WHAT YOU ARE ASKED TO DO:
Search the data for the word "below" and copy every line where it occurs.

DATA FOR THIS TASK:
++++
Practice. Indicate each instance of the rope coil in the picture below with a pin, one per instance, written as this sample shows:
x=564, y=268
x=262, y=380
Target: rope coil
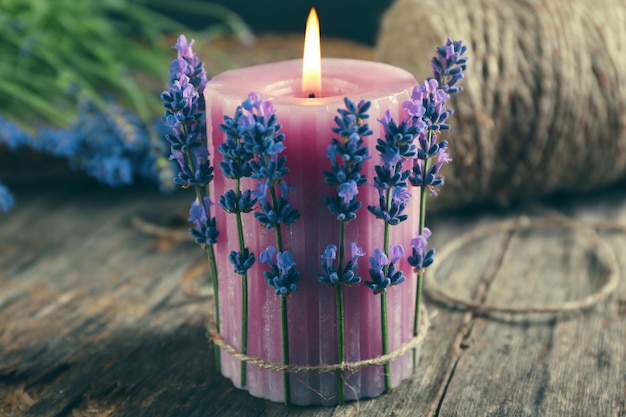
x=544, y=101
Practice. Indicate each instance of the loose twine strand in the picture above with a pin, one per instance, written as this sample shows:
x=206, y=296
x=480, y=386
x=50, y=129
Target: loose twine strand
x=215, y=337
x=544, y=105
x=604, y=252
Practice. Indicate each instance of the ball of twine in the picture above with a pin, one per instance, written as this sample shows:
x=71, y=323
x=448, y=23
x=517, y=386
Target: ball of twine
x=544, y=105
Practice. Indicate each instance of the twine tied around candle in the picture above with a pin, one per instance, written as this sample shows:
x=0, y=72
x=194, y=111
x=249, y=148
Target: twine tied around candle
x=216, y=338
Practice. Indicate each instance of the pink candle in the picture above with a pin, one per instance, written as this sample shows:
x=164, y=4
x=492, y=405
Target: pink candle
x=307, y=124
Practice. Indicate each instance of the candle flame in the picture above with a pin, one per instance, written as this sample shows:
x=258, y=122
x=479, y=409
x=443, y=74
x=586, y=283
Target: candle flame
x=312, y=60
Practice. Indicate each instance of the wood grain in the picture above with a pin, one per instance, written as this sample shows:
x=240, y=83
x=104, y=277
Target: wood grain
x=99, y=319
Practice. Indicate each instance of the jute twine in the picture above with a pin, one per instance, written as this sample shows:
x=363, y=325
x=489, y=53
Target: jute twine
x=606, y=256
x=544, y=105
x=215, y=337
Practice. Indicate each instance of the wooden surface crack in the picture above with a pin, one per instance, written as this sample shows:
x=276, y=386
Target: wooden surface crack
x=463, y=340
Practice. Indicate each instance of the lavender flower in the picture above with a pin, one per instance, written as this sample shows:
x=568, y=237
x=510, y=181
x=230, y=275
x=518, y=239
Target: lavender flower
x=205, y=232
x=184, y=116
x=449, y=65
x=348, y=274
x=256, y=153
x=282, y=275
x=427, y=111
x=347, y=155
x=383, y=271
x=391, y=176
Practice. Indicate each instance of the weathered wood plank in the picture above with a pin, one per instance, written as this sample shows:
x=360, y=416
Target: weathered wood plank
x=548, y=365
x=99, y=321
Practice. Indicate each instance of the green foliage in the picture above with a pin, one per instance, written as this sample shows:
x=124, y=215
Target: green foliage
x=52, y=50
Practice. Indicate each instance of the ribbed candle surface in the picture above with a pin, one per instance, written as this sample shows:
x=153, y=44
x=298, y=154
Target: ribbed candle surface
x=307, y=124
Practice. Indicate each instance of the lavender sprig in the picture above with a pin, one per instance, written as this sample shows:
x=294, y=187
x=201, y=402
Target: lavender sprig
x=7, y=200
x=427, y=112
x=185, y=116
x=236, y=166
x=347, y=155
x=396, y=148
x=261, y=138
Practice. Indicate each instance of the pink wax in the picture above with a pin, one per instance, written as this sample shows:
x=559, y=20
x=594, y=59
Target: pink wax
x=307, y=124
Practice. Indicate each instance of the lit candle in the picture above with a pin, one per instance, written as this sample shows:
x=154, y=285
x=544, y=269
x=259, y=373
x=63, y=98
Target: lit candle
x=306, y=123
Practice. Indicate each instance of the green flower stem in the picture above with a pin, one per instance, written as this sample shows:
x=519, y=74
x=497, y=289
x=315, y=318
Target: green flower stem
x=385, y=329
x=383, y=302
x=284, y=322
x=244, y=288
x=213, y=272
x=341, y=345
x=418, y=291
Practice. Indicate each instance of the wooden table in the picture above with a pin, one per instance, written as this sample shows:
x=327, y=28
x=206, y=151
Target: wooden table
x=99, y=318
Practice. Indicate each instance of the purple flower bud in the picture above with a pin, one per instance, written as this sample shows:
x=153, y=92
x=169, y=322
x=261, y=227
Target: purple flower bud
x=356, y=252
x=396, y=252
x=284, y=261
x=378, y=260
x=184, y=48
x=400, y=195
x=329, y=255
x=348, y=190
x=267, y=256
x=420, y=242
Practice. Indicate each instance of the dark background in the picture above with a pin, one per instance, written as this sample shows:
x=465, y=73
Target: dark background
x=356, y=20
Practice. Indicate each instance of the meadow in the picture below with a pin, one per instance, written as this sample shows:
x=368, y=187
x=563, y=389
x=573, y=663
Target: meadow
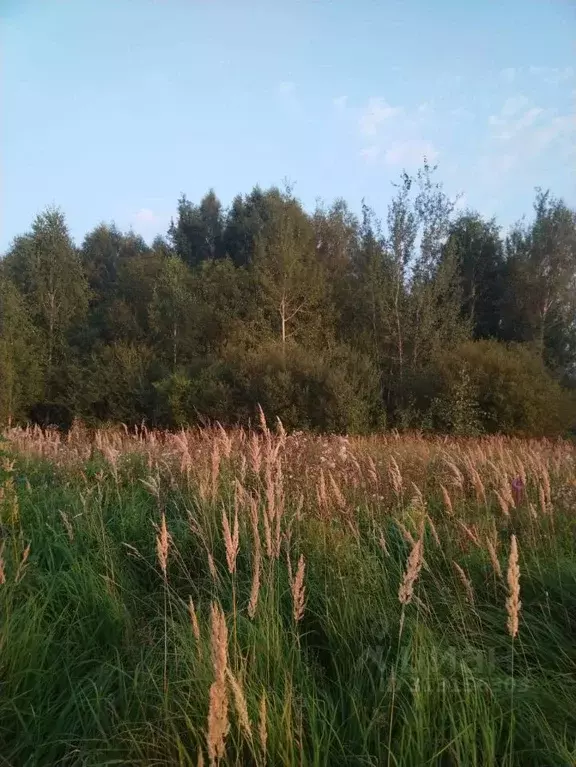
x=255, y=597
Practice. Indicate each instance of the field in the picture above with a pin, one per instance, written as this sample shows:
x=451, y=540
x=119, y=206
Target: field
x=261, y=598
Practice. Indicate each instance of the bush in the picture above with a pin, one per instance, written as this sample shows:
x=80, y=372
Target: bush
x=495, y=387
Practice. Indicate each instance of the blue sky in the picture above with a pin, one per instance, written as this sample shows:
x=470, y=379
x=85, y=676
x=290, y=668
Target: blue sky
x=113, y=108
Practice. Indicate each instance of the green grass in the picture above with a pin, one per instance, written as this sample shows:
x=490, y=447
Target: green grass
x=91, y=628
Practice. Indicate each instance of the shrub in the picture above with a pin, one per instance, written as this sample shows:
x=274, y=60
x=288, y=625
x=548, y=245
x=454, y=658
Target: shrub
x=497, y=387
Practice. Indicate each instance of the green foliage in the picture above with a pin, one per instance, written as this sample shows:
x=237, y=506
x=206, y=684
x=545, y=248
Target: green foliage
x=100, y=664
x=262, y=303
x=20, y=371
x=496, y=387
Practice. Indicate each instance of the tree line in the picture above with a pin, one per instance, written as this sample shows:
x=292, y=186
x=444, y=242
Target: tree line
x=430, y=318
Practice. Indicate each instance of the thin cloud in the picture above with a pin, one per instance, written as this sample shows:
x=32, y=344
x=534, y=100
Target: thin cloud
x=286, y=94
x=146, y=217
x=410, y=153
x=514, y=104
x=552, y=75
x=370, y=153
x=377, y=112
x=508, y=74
++++
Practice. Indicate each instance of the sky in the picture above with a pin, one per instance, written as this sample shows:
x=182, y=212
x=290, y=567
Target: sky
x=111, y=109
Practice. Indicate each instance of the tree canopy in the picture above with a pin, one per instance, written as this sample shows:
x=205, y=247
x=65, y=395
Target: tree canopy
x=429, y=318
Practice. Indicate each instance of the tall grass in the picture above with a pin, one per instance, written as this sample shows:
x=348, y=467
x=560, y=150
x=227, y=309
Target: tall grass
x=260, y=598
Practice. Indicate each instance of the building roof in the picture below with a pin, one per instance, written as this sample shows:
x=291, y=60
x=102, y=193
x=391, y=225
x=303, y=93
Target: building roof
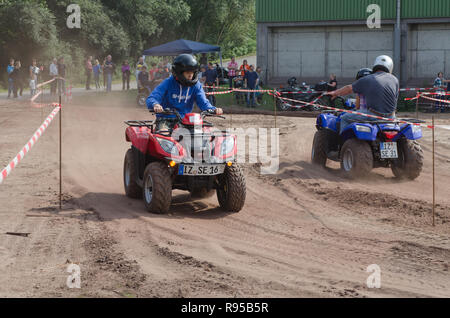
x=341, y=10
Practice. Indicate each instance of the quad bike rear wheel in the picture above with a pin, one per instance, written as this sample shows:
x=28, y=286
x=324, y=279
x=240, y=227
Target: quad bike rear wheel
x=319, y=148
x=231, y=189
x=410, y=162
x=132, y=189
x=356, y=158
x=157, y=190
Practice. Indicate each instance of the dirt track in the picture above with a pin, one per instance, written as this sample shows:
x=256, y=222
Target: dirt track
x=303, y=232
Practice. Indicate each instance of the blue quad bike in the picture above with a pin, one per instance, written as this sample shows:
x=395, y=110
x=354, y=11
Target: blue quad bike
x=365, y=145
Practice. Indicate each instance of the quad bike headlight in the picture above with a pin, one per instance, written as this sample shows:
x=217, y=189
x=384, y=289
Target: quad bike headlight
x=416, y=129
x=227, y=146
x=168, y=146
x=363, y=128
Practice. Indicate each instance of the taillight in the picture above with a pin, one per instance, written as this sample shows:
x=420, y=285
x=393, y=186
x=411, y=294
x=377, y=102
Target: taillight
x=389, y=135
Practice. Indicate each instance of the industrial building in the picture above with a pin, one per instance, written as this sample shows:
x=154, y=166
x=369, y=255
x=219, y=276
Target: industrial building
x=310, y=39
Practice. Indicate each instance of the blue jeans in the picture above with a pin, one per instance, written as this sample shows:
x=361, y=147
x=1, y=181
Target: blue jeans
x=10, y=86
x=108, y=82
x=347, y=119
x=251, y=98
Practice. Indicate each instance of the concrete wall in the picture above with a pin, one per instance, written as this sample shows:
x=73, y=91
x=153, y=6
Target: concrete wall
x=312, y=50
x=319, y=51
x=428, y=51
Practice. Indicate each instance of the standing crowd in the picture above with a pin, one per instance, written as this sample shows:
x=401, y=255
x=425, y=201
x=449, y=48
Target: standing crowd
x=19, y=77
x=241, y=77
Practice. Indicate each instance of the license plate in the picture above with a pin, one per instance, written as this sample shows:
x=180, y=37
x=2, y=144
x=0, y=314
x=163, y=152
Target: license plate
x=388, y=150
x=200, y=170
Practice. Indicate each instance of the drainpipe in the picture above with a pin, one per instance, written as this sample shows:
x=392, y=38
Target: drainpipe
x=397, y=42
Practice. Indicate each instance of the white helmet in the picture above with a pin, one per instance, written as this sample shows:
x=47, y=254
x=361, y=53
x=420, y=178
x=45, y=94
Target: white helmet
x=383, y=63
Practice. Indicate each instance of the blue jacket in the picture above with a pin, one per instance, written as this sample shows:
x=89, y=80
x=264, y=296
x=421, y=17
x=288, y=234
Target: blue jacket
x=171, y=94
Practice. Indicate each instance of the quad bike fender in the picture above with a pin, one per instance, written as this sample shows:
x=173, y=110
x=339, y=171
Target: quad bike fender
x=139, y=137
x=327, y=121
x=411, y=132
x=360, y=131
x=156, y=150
++++
SOLVED PROBLEM:
Practice. Indicate each instance of the rope coil in the picture below with a pin, one per instance, written as this sample shows:
Practice. Indicate each instance of the meadow in the picture below with a pin, one per instance, written as this sample shows:
Practice. Indicate each instance of the building roof in the picture below with a pin, one per instance, written as this sample shows:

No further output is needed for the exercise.